What is expected → Reproduce the entries from the very first line through the line containing "[(301, 225)]", changing every "pin" to "marker" and keeping all other text intact.

▶

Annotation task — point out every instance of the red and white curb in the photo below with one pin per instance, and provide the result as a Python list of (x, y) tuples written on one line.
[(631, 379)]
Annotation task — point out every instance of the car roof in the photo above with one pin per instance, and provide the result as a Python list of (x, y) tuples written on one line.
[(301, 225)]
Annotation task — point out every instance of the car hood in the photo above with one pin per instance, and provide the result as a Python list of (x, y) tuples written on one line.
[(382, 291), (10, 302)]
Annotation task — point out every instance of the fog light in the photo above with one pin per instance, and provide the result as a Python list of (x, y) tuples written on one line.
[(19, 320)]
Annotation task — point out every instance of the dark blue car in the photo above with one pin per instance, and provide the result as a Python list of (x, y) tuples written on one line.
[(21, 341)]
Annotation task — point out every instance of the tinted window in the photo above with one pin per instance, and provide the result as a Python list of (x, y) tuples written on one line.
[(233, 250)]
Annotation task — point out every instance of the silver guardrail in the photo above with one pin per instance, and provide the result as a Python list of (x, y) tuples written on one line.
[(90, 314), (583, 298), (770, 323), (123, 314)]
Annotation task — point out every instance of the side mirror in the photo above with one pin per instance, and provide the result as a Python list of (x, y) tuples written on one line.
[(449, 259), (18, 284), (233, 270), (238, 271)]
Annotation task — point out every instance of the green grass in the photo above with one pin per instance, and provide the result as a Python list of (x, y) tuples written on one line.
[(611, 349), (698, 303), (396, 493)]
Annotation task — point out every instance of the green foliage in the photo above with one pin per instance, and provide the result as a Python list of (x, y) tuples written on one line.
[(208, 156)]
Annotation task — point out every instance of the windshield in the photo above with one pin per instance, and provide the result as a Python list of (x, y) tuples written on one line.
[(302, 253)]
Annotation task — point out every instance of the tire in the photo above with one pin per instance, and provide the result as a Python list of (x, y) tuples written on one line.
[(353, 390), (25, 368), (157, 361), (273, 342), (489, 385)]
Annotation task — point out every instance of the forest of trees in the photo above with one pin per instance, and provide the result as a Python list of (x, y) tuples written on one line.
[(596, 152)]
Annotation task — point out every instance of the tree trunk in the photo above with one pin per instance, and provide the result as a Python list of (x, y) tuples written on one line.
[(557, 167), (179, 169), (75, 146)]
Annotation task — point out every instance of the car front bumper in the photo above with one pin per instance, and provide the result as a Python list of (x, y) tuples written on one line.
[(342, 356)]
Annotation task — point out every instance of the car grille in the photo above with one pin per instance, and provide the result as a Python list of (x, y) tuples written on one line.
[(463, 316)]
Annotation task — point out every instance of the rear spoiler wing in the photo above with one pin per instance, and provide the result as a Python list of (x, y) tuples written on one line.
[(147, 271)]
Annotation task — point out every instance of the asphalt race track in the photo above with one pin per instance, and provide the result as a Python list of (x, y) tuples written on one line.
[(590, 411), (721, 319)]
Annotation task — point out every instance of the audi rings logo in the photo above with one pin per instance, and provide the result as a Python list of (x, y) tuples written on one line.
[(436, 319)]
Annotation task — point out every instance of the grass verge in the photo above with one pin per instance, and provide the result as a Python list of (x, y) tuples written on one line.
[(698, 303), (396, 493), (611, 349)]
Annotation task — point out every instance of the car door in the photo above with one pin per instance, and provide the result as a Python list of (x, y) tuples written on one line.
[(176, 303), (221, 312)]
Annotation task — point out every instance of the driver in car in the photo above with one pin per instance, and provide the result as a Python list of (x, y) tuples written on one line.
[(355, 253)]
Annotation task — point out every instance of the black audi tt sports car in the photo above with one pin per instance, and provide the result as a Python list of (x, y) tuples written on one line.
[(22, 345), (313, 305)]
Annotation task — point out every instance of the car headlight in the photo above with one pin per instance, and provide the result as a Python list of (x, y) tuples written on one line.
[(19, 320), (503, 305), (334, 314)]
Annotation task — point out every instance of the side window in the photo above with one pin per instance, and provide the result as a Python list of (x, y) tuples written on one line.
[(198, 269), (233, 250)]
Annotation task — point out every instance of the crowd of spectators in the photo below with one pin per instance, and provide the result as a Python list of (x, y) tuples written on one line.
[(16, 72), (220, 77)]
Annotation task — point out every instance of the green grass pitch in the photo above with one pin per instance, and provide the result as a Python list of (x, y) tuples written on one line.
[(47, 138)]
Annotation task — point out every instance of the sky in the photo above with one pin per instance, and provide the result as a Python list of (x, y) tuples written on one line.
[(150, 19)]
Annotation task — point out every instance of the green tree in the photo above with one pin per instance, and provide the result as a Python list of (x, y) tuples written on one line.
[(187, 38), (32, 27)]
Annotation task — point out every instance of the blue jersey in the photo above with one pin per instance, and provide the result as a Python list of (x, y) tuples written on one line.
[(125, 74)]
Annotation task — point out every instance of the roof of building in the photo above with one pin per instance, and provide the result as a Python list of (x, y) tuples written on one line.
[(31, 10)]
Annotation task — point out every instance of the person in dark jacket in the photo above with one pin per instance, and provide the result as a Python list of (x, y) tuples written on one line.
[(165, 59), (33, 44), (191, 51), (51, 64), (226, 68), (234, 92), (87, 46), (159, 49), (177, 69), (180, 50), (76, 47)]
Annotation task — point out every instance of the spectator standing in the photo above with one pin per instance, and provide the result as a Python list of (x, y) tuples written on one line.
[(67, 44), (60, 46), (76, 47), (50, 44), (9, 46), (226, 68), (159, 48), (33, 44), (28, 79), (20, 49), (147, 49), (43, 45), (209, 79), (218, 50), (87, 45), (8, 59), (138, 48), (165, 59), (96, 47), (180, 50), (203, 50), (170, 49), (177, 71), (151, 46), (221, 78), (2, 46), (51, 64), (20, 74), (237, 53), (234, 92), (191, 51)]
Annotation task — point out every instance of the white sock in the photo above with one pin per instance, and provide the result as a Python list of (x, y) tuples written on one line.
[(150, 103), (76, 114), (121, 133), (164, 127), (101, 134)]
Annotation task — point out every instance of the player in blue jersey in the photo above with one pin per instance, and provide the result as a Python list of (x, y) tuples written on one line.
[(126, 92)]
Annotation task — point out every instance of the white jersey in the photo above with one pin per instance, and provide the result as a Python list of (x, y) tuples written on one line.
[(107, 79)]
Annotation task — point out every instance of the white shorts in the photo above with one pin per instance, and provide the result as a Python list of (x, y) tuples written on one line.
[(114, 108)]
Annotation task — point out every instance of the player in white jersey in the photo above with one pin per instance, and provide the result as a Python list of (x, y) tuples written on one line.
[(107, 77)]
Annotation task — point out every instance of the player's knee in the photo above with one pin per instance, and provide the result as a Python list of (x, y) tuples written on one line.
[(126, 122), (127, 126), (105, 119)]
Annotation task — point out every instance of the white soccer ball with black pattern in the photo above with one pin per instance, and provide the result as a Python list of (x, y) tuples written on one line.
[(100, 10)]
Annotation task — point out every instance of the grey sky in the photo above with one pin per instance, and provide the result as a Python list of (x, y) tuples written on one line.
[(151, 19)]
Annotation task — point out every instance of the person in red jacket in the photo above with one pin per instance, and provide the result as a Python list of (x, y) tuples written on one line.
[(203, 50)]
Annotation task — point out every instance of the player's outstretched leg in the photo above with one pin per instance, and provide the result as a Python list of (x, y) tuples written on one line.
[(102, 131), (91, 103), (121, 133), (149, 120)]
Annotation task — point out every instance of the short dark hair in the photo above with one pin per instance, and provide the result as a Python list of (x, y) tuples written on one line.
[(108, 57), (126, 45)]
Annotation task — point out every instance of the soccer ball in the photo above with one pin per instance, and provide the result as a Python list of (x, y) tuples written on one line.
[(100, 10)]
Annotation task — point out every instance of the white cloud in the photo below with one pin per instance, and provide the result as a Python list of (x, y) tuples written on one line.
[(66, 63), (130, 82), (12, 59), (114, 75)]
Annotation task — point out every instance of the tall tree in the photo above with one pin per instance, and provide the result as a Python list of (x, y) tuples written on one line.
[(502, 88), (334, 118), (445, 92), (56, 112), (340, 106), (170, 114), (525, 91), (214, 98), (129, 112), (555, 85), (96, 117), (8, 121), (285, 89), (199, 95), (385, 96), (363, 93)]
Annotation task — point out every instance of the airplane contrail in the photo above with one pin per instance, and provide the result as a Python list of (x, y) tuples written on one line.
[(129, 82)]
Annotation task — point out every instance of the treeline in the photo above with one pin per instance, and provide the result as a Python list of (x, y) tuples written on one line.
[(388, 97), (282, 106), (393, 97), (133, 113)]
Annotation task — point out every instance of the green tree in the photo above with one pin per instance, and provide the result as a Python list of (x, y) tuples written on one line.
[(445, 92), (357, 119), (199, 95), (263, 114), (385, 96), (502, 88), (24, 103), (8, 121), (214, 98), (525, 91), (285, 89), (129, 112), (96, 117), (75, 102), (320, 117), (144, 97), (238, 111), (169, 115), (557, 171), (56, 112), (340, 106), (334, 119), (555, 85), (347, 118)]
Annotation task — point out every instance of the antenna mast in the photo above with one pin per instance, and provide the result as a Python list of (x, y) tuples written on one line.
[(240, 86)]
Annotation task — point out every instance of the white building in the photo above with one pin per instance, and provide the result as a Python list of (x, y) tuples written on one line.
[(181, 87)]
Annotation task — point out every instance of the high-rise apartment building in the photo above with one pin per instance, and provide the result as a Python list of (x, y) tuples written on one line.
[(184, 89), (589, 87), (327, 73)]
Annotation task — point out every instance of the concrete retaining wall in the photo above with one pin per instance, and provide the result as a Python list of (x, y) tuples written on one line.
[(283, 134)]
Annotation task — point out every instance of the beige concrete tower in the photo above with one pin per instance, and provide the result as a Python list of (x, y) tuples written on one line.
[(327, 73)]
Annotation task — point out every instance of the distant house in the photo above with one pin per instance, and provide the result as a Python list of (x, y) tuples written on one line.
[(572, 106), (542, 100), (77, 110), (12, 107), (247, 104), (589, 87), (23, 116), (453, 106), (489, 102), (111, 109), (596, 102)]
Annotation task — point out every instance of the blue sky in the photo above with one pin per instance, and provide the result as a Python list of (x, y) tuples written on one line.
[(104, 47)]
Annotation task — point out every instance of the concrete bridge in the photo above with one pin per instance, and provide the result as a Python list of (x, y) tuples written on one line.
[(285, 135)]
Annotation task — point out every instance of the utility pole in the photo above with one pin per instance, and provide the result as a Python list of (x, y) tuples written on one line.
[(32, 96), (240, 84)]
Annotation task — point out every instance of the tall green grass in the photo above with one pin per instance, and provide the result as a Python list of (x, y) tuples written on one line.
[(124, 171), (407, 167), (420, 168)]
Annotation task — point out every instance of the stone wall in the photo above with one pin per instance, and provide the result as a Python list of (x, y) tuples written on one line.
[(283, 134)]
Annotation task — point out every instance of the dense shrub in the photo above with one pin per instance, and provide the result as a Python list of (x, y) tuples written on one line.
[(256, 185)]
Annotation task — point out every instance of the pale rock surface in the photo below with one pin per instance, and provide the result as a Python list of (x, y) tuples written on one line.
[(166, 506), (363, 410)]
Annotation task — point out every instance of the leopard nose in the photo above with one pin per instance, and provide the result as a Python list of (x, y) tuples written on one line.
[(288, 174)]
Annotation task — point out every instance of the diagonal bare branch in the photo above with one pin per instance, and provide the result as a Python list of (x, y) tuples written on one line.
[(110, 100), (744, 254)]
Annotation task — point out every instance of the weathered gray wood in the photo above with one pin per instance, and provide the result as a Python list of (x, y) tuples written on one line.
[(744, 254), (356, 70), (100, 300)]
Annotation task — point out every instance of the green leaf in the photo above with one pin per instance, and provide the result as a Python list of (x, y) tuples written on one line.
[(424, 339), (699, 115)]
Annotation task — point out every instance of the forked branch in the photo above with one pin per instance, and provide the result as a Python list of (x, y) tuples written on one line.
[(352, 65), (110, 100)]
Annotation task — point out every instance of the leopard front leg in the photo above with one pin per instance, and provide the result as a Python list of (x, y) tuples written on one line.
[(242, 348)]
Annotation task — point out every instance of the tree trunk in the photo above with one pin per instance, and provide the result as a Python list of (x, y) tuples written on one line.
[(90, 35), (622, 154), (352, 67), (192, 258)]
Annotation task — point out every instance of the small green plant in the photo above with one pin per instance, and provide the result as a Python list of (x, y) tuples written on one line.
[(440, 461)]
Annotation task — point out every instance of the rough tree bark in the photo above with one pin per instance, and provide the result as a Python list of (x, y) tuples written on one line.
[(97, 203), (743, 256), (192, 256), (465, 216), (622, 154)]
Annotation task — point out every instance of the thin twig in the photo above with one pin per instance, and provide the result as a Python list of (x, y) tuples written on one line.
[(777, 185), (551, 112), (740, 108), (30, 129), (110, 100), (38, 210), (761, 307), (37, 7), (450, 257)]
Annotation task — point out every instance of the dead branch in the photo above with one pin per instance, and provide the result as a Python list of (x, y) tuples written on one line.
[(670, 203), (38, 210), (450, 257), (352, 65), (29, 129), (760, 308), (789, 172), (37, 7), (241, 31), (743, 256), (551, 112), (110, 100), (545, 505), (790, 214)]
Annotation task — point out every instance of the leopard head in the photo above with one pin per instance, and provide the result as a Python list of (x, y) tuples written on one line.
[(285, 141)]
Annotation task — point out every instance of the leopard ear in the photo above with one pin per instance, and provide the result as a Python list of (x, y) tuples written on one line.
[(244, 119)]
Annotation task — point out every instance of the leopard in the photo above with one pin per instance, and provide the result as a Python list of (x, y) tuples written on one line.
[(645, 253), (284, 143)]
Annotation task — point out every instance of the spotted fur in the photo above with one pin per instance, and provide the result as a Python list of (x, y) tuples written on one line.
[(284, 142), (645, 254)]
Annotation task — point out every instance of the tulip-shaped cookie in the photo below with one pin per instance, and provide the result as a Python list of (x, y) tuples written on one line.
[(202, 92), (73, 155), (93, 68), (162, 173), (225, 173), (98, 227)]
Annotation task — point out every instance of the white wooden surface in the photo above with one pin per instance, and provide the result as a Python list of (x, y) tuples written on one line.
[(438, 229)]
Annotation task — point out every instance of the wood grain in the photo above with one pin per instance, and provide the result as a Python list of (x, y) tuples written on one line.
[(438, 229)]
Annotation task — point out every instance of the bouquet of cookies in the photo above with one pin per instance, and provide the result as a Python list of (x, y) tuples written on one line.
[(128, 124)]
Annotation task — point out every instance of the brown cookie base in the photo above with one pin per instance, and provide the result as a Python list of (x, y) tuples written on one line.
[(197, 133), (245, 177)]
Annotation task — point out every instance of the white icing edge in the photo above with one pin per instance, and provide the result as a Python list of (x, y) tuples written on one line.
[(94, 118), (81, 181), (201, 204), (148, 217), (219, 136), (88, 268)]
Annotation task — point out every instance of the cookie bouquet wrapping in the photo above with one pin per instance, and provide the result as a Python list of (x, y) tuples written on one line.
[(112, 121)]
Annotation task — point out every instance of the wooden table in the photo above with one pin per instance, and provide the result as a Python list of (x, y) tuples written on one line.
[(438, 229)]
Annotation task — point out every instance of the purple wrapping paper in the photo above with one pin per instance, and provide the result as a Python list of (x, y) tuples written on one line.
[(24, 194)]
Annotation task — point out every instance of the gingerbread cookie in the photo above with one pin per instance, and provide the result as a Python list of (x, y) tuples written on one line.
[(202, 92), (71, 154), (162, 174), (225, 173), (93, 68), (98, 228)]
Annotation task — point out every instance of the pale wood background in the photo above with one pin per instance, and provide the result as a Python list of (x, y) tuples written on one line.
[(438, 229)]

◀

Task response →
Annotation task — point out every instance of the red and white curb in the photo below with one marker per instance, and provide the result as a Python list of (x, y) tuples written on one line.
[(631, 379)]
Annotation task — point out every instance of the car roof in the photo above with one marker per instance, and provide the result as a Python list of (x, y) tuples written on one line.
[(301, 225)]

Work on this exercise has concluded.